___ Material for this exercise ___

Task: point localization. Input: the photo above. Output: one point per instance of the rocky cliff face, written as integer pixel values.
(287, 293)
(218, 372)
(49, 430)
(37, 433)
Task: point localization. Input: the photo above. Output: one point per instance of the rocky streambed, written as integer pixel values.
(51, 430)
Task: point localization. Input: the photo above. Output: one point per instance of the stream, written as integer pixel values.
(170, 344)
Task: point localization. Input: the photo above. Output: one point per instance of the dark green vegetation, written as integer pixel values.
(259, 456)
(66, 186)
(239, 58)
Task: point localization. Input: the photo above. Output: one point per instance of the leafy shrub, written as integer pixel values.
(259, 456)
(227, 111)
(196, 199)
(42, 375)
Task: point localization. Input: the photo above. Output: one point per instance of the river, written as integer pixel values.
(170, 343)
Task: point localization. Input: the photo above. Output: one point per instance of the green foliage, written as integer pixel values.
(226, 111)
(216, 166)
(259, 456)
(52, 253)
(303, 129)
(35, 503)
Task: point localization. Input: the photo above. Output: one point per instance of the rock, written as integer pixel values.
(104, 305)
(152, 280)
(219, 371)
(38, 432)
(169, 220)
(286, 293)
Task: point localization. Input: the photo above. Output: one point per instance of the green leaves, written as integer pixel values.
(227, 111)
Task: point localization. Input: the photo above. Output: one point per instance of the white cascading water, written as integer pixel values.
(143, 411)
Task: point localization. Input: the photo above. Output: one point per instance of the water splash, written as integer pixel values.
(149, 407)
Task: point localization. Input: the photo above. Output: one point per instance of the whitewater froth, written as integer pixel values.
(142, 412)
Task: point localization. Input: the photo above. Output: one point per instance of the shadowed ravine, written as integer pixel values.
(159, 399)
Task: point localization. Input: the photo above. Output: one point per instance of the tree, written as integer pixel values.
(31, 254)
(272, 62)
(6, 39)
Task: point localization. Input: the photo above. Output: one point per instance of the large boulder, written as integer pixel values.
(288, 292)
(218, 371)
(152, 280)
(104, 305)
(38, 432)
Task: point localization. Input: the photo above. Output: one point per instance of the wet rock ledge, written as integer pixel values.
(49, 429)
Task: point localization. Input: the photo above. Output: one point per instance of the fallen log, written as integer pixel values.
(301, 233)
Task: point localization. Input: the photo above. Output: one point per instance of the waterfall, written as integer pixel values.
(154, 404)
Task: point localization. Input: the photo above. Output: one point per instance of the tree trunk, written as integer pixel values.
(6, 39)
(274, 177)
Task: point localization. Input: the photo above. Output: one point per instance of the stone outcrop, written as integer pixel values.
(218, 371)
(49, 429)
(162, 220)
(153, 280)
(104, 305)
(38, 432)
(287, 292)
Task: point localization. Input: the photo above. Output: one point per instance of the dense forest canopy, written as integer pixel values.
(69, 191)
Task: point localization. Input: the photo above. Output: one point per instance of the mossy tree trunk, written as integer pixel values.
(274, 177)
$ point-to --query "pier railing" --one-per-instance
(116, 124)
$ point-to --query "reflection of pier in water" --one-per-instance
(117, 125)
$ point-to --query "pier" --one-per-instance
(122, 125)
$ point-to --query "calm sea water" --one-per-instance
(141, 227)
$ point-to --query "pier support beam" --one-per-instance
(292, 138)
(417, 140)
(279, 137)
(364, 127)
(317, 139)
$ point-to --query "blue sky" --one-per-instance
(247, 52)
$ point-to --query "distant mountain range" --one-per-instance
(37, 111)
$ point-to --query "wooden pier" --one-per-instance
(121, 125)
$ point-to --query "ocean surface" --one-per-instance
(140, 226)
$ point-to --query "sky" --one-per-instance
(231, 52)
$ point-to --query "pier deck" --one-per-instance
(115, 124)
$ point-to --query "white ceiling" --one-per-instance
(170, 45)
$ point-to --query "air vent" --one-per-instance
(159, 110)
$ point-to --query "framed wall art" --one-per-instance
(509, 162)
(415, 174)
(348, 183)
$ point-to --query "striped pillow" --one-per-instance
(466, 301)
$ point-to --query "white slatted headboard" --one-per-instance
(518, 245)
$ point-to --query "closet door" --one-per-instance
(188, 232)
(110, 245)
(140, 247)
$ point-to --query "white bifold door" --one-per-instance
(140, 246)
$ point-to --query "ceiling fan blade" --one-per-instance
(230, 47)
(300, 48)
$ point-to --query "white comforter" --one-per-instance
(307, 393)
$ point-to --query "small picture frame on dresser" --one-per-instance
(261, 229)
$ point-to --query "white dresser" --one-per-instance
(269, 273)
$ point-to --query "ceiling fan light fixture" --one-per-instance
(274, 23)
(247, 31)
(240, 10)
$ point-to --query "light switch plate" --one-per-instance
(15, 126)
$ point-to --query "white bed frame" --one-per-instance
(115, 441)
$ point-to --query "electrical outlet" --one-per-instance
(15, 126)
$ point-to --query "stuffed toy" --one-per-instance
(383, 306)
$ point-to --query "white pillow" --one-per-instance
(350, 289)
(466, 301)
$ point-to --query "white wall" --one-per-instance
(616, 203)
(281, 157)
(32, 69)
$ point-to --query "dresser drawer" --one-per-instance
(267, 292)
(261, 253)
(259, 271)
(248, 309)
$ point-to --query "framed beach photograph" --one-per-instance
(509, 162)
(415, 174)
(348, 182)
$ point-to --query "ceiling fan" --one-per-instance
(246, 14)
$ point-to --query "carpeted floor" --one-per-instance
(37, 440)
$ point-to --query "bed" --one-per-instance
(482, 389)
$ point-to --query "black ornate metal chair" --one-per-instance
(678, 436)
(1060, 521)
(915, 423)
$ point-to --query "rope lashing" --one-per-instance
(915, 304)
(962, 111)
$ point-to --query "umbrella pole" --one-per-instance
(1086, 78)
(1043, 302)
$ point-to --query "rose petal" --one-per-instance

___

**What is needed**:
Please return the full listing exactly as it appears.

**Response to the task**:
Task: point localization. Input: the photo above. Output: one point per instance of the rocky cliff face, written as integer pixel values.
(287, 293)
(218, 372)
(49, 430)
(37, 433)
Task: point localization. Input: the photo above. Output: one point per instance of the rocky streambed, written as integer pixel values.
(51, 430)
Task: point localization. Input: the photo above. Output: one point per instance of the stream, written as integer pixel values.
(170, 344)
Task: point localization. Input: the photo above. Output: one point per instance of the dark green vegetation, written as integer pixel values.
(259, 456)
(66, 186)
(239, 58)
Task: point localization. Input: the photo above. Output: one point per instance of the leafy shrub, written as integer pixel values.
(259, 456)
(227, 111)
(196, 199)
(42, 375)
Task: point localization. Input: the photo above. Output: one point per instance of the river, written as integer pixel values.
(170, 343)
Task: point localization. Input: the photo above. Output: one point per instance of the green foliage, written as integer pixel values.
(226, 111)
(216, 166)
(259, 456)
(52, 253)
(303, 129)
(35, 503)
Task: point localization. Input: the photo above. Output: one point per instance of the rock, written as integer pixel values.
(104, 305)
(152, 280)
(219, 371)
(38, 432)
(169, 220)
(286, 293)
Task: point localization. Input: the photo above. Output: one point per instance of the green leaves, written as integer pixel values.
(227, 111)
Task: point localization. Input: the photo above. Output: one point per instance of the white cascading water, written as integer pixel values.
(143, 411)
Task: point localization. Input: the photo above. Output: one point per instance of the water splash, written as integer pixel values.
(149, 407)
Task: point localization. Input: the photo above. Output: one point per instance of the whitewater froth, written as integer pixel values.
(142, 412)
Task: point localization. Input: the photo above. Output: one point per instance of the shadowed ravine, written as integer pixel values.
(159, 399)
Task: point localization. Input: the photo above. Output: one point per instance of the tree, written as integer pixel values.
(31, 254)
(272, 62)
(6, 39)
Task: point localization. Input: the photo above. Output: one point per instance of the large boulder, written as integer pixel values.
(288, 292)
(218, 371)
(152, 280)
(104, 305)
(38, 432)
Task: point localization. Input: the photo above. Output: one point per instance of the wet rock ledge, written as integer pixel values.
(49, 429)
Task: point localization. Input: the photo above. Output: one point per instance of the fallen log, written as integer pixel values.
(301, 233)
Task: point localization. Input: the photo above. Output: one point per instance of the waterfall, written as integer pixel values.
(154, 404)
Task: point localization. Input: the photo above. Output: one point per instance of the tree trunk, written as integer pixel values.
(6, 39)
(274, 177)
Task: point localization. Input: the photo above. Output: one point per instance of the stone outcrop, written as integer pixel values.
(218, 371)
(49, 429)
(162, 220)
(153, 280)
(104, 305)
(38, 432)
(287, 292)
Task: point localization. Input: the photo above. Output: one point per instance of the dense forest canopy, written as integer pixel values.
(69, 191)
Task: point localization. Input: the photo above. Output: one point per instance of the mossy tree trunk, written as integer pixel values.
(274, 177)
$ point-to --query "pier railing" --one-per-instance
(116, 124)
$ point-to --query "reflection of pier in water" --one-per-instance
(117, 125)
$ point-to --query "pier" --one-per-instance
(122, 125)
$ point-to --query "calm sea water" --one-per-instance
(141, 227)
$ point-to --query "pier support beam" --one-per-instance
(292, 138)
(417, 140)
(279, 137)
(364, 127)
(317, 139)
$ point-to --query "blue sky" --one-per-instance
(247, 52)
$ point-to --query "distant mountain range" --one-per-instance
(37, 111)
$ point-to --query "wooden pier" --one-per-instance
(121, 125)
$ point-to --query "ocean surface" --one-per-instance
(140, 226)
$ point-to --query "sky" --one-per-instance
(231, 52)
$ point-to --query "pier deck" --one-per-instance
(115, 124)
$ point-to --query "white ceiling" --one-per-instance
(170, 45)
$ point-to --query "air vent" --one-per-instance
(159, 110)
$ point-to --query "framed wall art" --one-per-instance
(509, 162)
(415, 174)
(348, 183)
$ point-to --query "striped pillow" --one-per-instance
(466, 301)
$ point-to --query "white slatted headboard" --one-per-instance
(518, 245)
$ point-to --query "closet door" --one-per-instance
(188, 232)
(110, 245)
(140, 247)
$ point-to --query "white bifold door" --one-per-instance
(140, 246)
$ point-to --query "ceiling fan blade" --one-per-instance
(230, 47)
(300, 48)
$ point-to --query "white comforter" --one-per-instance
(307, 393)
$ point-to --query "small picture frame on dresser" --one-per-instance
(261, 229)
$ point-to --query "white dresser" --one-per-instance
(269, 273)
$ point-to --query "ceiling fan light fixture" --one-per-instance
(274, 23)
(247, 31)
(240, 10)
$ point-to --query "light switch plate" --one-per-instance
(15, 126)
$ point-to --query "white bed frame" --one-per-instance
(115, 441)
$ point-to --query "electrical outlet" --one-per-instance
(15, 126)
$ point-to --query "stuffed toy" --one-per-instance
(383, 306)
$ point-to --query "white pillow" --one-per-instance
(350, 289)
(466, 301)
$ point-to --query "white wall" --one-per-instance
(616, 203)
(281, 157)
(32, 69)
$ point-to --query "dresser drawer" --one-per-instance
(267, 292)
(261, 253)
(259, 271)
(248, 309)
$ point-to --query "framed beach photograph" --one-per-instance
(509, 162)
(415, 174)
(348, 182)
$ point-to --query "ceiling fan" --one-per-instance
(246, 14)
$ point-to --query "carpeted floor" --one-per-instance
(37, 440)
$ point-to --query "bed" --one-per-instance
(482, 389)
$ point-to --query "black ornate metal chair" --one-per-instance
(678, 436)
(1060, 521)
(915, 423)
$ point-to --query "rope lashing" --one-per-instance
(915, 304)
(962, 111)
$ point-to --query "umbrella pole" --one-per-instance
(1086, 78)
(1043, 302)
$ point-to --query "rose petal" --one-per-instance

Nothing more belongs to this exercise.